▶ PROBLEM DETAILS:
Repeat each of these records exactly.

Data items:

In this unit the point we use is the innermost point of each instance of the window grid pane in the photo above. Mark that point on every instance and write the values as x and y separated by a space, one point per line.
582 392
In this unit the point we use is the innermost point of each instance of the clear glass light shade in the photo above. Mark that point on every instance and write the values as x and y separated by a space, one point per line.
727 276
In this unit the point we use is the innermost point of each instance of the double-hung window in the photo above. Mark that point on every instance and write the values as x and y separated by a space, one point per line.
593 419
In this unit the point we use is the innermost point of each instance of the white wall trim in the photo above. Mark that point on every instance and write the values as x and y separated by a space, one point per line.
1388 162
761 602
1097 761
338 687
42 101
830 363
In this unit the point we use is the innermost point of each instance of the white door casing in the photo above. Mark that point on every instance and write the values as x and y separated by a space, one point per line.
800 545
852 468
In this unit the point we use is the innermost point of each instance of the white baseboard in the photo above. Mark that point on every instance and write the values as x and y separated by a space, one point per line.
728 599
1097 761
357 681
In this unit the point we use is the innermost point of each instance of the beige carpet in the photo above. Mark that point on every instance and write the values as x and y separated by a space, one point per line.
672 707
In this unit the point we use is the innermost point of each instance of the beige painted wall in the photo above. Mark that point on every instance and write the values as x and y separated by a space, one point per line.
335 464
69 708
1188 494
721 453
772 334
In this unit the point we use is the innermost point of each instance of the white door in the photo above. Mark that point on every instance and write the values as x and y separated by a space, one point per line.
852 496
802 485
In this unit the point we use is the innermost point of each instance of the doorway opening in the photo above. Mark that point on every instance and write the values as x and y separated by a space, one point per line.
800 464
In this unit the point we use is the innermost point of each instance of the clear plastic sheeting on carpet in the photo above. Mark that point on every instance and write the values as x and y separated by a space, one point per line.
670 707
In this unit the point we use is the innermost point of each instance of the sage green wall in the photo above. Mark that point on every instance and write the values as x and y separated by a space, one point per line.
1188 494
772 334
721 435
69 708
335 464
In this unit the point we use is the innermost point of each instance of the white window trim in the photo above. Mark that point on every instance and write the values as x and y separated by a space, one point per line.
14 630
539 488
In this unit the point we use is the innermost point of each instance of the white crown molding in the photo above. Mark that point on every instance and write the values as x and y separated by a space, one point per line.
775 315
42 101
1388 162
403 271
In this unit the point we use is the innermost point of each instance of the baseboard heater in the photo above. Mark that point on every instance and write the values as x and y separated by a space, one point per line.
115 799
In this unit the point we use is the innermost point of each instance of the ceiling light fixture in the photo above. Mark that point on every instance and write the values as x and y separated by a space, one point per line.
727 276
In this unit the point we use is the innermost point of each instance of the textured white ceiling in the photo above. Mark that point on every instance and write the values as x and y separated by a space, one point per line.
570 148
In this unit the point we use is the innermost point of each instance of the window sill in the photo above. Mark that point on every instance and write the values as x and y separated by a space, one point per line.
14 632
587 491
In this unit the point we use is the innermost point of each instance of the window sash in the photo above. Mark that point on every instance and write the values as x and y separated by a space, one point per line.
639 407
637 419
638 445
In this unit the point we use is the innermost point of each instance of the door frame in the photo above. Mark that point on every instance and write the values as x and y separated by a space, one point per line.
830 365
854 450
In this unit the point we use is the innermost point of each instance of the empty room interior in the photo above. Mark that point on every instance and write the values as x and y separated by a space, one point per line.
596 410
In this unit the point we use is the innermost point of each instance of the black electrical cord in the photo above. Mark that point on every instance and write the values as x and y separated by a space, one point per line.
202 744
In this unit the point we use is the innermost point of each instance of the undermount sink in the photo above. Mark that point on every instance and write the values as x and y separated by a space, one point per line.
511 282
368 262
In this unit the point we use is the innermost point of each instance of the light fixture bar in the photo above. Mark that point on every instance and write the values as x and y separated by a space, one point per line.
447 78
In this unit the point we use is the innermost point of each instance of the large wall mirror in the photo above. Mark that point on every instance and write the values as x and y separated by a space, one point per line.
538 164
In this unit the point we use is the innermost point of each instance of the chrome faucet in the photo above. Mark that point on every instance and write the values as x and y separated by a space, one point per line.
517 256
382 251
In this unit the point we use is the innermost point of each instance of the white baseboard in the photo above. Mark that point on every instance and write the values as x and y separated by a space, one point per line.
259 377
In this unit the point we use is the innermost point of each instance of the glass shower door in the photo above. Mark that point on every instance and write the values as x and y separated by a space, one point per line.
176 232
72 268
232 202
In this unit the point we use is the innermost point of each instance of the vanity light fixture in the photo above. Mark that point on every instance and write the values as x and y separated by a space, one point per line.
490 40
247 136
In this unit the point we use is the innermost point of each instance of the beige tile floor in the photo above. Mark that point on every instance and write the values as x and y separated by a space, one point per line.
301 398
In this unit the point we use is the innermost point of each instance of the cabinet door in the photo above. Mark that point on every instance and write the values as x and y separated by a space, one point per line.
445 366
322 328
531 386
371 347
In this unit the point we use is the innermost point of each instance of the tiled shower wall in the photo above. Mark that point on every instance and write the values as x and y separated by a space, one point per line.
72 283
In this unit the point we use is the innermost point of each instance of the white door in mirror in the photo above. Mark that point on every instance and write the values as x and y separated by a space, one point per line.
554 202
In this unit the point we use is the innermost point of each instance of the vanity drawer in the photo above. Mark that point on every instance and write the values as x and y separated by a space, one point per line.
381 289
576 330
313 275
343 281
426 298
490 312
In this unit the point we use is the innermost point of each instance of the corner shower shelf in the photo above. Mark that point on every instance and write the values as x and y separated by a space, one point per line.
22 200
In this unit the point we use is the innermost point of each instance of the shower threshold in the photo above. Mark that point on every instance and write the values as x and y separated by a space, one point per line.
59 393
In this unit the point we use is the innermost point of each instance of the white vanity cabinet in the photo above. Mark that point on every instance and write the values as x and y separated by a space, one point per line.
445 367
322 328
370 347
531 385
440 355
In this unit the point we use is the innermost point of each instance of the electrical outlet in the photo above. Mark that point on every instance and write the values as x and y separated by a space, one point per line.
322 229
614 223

▶ ANSWER TO THE PROBLEM:
In this unit the point we use is the innermost point of each instance of the window grid pane in the photo above. Mark that point on every instance and write the values as x and y separated by a space, one point per line.
582 392
In this unit the point we use is the innermost point of each instance of the clear glass light shade in the photo above. Mark that point on every instance and write the values as x and y separated by a space, one point per line.
727 276
In this unit the point we use is the innermost point of each instance of the double-hung window in the photo above. Mark that point on every instance and write the values as x and y separated by a space, one point per line.
593 419
In this unit the point we use is the innermost point of each instance of the white wall trim in the photo above. Mark that point on every instance and write the values as x and y separated by a space, one point per line.
1388 162
761 602
1097 761
338 687
42 101
830 363
In this unit the point we use is the innermost point of each instance of the white door casing in the photo above. Mark that point on every instance and write the values as x and y separated by a space, one point per line.
800 545
852 468
In this unit the point we use is the innermost point of each instance of the white baseboard in the photo above. Mark that point on every instance and write the values as x and y separated by a space, one point per line.
728 599
1097 761
357 681
In this unit the point we use is the innermost point of each instance of the beige carpet in the photo above. Mark that point on every instance and write the values as x and y separated by a space, one point per line.
672 707
In this unit the point we use is the innermost point of each instance of the beige painted wall in the photo above. Mark that point on every instance and write the values as x and y separated by a space, one point per line.
335 464
69 708
1188 494
721 453
772 334
In this unit the point we use is the innermost point of each instance of the white door in the photo above. Mark that point on every instance and write the values as x and y separated by a space, one point per line.
852 496
802 485
In this unit the point we use is the innermost point of each instance of the doorway opening in the photo above. Mark that point on every instance and write the values as x and y separated by a space, one point per line.
800 464
In this unit the point we use is the innermost point of each instance of the clear plastic sheeting on carpet in the photo above. Mark that point on every instance and write the values as x and y separated by a space, one point per line.
670 707
In this unit the point we use is the innermost point of each instance of the sage green wall in the photo above. Mark that point on every instance and write the values as x and y separated by a space, one point per line.
1188 494
772 334
721 435
69 708
335 464
In this unit the point we use is the innermost point of each instance of the white window trim in the photo above. Mark that point on every instance and write the values as x and y separated by a space, one point per line.
14 630
539 488
In this unit the point we use is the innermost point of each instance of the white crown molding in the photo above. Mark that point on every instance and write the values as x and y separated by a space, one point per line.
775 315
42 101
1388 162
403 271
In this unit the point we use is the innermost point of each instance of the baseboard heater in the photo above. Mark that point on every instance and write the values as x and y separated by a space, one point per line.
115 799
In this unit the point we use is the innermost point of each instance of the ceiling light fixture in the photo above. Mark that point on every instance and write the values as x and y separated by a space, one point per line.
727 276
In this unit the point we use is the innermost point of each instance of the textured white ceiling in the photo above. Mark that point on every instance and write the values as x and y separated by a space, one point per line.
570 148
In this unit the point we use is the innermost point of each instance of the window sill in the photo above. Mark that point on every instance and write the values as x and y separated by a space, one point per line.
14 632
587 491
In this unit the point we use is the innermost point of each instance of the window sash in the photo above. Mark that point on every instance and write the values as x and y separated by a space, one point per line.
639 407
637 419
638 445
In this unit the point we use is the innermost point of each instance of the door frame in the photo above. Mark that point on every instance and write the values as x and y separated by a space, one point per line.
830 365
854 450
In this unit the point we use is the innermost point of each instance of the empty room interior in the photo above. Mark that point on every instance and write the values as x and y separated by a space, one point per line.
596 410
In this unit the point we use is the innermost point of each instance of the black electrical cord in the photo above. Mark that point on every instance and write the values as x and y separated by a space, one point per line.
202 744
In this unit the point we use is the innermost point of each instance of the undermount sink in the photo above. Mark that point on every instance and write the values as x and y separated by a space, one point per line.
511 282
368 262
In this unit the point we use is the innermost point of each instance of the light fixture bar in the photo above. Mark that point on every instance and write the values as x and y separated by a space, one point per line.
447 78
In this unit the point we use is the innermost point of each instance of the large wall mirror in the photo above. Mark that point on every instance and write the values as x and y separated by a space, one point per line.
538 164
In this unit the point we use is the innermost point of each instance of the chrome faucet in the photo above. Mark that point on every instance and write the values as x and y separated by a space, one point per line.
517 256
382 251
In this unit the point we use is the innermost point of each instance of the white baseboard in the photo above. Mark that point on every instance and write the values as x and y separated by a space, one point per line.
259 377
In this unit the point we use is the innermost point of each instance of the glass shower door in the photo above. Mark that point on every instance and write the values as x and y separated by a space, one point per line.
176 232
72 268
232 202
In this unit the point we use is the innermost point of each instance of the vanity light fixture in the photo above. Mark that point on every instance and write the values as x and y separated by a space, one point per line.
490 40
247 136
In this unit the point we use is the innermost point of each instance of the beige tile floor in the photo above. Mark that point on every instance and write the values as x and y separated by a space, one point per line.
301 398
In this unit the point we use is the innermost point of each instance of the cabinet door in the photo above. Mark that point on every instance and write the values as x and y separated by a space, one point per line.
445 366
322 328
531 386
371 347
In this unit the point we use is the innermost point of each instance of the tiled shower wall in the photo above. Mark that point on every instance and write the values as x and y separated by a space, one point per line.
72 283
In this unit the point we use is the innermost point of each instance of the white door in mirror in the photo above. Mark that point on every instance and write the values as x and y separated by a space, one point per line.
554 202
In this unit the point we use is the innermost point of each instance of the vanity drawer in the photo above. Mark that point on every instance and write the values as x and y separated by a space, one point per line.
381 289
576 330
313 275
343 281
426 298
490 312
In this unit the point we use is the innermost point of each instance of the corner shower shelf in the photo above. Mark that point on every instance and write the values as x and y separated by a space, one point per line.
22 200
In this unit the point we use is the innermost point of each instance of the shower threshold in the photo above. Mark that point on every instance and write the values as x and y separated by a space, one point per line.
59 393
In this unit the point we use is the innermost point of each instance of the white vanity cabinet in the photo above. Mark that point on every instance and write the values as x and y separated by a space, one point per line.
445 367
322 328
370 347
531 385
440 355
In this unit the point we use is the innermost point of each instance of the electrical outlet in the photo above. Mark that point on every instance and write the values as x and y separated by a space, one point per line.
322 229
614 223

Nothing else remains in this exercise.